Transcribe the stretch of the cavalry battle account below from "The 4th Cuirassiers" through "could not stay.".
— Start of Article —
As Frederick said of Holstein, “with his usual phlegm, [he] had loitered behind on the march … [depriving the Prussians] for the first hour of the battle.” Of the 6,500 cavalry the king had among his three columns (minus Ziethen), Holstein was carrying all but 1,000 horse. The 5th Infantry of Ferdinand led this final attack by Hülsen against the faltering Austrian line. A portion of Holstein’s rearguard, the 8th Dragoons of Platen and Colonel Georg Ludwig von Dalwigg’s 12th Cuirassiers, broke off and charged, horses galloping, at the enemy crouching at Zinna. The latter hammered away at these units as well. It lost a standard, but took a flag and two cannon from the Austrians. The 1st Austrian of Kaiser and the 7th of Neipperg, were almost annihilated, either killed, wounded, or prisoners. All of the staff officers of the 12th Cuirassiers received the Pour-le-Merite and 500 thalers, along with the king’s gratitude. However, such valor had a heavy price! The unit “had lost more than half of its trained troopers.”

The 4th Cuirassiers of Schmettau attacked the 7th Dragoons of Batthyáni, smashing them, and, by joining up with the 5th Dragoons (of Lt.-Gen. Friedrich, hereditary Prince of Bayreuth), along with the 11th Dragoons (Lt.-Gen. Leopold Johann von Platen), as well as elements of the 12th Dragoons, moved towards the right. This latest stroke was aptly led by Lt.-Gen. Friedrich Ludwig, Count Finck von Finckenstein. This attack smashed into Arenberg’s men, hammering the 27th Austrian Infantry, which held the westernmost end of Daun’s line facing north. The 1st battalion of the Bayreuth Dragoons (Colonel Christoph Karl von Bülow) was at the front of a decisive charge against four Austrian regiments. Ten flags, and whole battalions, were taken. The remainder scattered, but the attackers could not stay.

A severe flank fire commenced from “fresh” Austrian units nearby, and Kollowrat battled the Prussians while reinforcements from General Löwenstein’s reserves pushed forward and gradually forced back this attack, although taking heavy losses in the process. After the battle, Frederick awarded the Bayreuth Dragoons with a grand total of eight Pour-le-Merites. Platen’s men took a standard and many prisoners, while also inflicting heavy losses on the enemy. It has been contented, probably correctly, that the horse would have done better still if it had pressed ahead with the pursuit instead of pausing to take prisoners and guns. In the event, most of the trapped Austrians were bagged, the rest probably slipping away only because of the enclosing darkness.

The 5th Cuirassiers (Lt.-Gen. Friedrich Wilhelm, Margrave of Brandenburg-Schwedt), smashed into the 26th Austrian of Puebla and the 28th of Wied—these units being an integral part of Arenberg’s command before the lines near the undefended causeway—sending them reeling. In the process, the attackers took five guns and three flags. The king forwarded two Pour-le-Merites as well.

In front of Zinna, stood Buccow with his regiment. This Prussian attack broke through the weakened enemy line. The remainder of Daun’s men in this sector were sent scurrying to the rear, while the Austrian horsemen present there, coming up behind to the rescue so to speak, were put off balance for the moment. However, there was Austrian cavalry massed eastwards of the Prussian advance. They did not budge for the moment. This assemblage was under O’Donnell, about which more later. This allowed the Prussians to extricate themselves from the face of furious counterattacks mounted by Daun’s stiffening army, as we have observed.
— End of Article —
— Start of Information supplied —
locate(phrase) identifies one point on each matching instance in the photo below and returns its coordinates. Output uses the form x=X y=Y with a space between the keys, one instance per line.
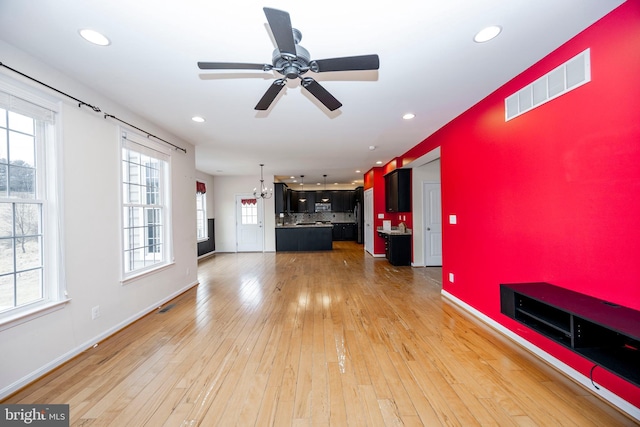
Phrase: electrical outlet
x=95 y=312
— End of Information supplied —
— Start of Information supplied —
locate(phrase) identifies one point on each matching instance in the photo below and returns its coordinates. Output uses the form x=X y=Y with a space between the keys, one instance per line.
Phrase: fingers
— End of Information supplied —
### Answer below
The 4th Cuirassiers of Schmettau attacked the 7th Dragoons of Batthyáni, smashing them, and, by joining up with the 5th Dragoons (of Lt.-Gen. Friedrich, hereditary Prince of Bayreuth), along with the 11th Dragoons (Lt.-Gen. Leopold Johann von Platen), as well as elements of the 12th Dragoons, moved towards the right. This latest stroke was aptly led by Lt.-Gen. Friedrich Ludwig, Count Finck von Finckenstein. This attack smashed into Arenberg’s men, hammering the 27th Austrian Infantry, which held the westernmost end of Daun’s line facing north. The 1st battalion of the Bayreuth Dragoons (Colonel Christoph Karl von Bülow) was at the front of a decisive charge against four Austrian regiments. Ten flags, and whole battalions, were taken. The remainder scattered, but the attackers could not stay.